Location identification entries
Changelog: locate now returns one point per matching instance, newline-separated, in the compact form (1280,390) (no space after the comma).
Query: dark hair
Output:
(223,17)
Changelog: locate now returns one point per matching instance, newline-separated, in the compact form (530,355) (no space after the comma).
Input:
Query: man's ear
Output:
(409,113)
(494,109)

...

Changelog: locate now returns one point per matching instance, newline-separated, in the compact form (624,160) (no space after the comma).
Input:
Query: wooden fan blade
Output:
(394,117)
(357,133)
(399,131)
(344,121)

---

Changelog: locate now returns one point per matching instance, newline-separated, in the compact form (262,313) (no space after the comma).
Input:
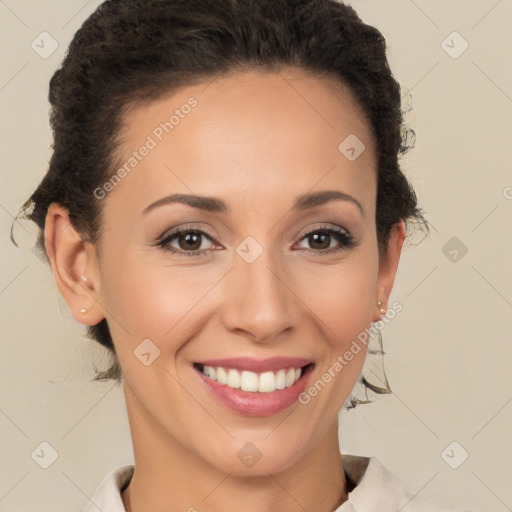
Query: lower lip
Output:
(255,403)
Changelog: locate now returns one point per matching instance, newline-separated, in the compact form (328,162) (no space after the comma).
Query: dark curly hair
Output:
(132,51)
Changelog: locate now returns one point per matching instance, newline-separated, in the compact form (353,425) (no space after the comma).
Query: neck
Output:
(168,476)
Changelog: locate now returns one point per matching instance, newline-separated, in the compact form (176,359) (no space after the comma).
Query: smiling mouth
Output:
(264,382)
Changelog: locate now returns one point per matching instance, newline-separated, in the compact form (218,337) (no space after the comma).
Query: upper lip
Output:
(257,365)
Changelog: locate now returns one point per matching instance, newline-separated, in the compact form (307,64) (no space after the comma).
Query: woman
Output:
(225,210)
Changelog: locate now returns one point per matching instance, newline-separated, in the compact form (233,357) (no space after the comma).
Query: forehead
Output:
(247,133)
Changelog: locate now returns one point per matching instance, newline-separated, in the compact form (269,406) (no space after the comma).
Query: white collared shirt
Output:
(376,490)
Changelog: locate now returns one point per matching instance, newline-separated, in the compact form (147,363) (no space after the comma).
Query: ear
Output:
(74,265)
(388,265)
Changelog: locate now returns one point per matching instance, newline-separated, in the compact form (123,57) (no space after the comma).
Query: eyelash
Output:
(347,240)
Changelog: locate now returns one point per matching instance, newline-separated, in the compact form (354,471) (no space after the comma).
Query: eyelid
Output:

Problem:
Count the lines in the rows above that contain the string "hair", where case counts. Give only the number.

Written reply:
2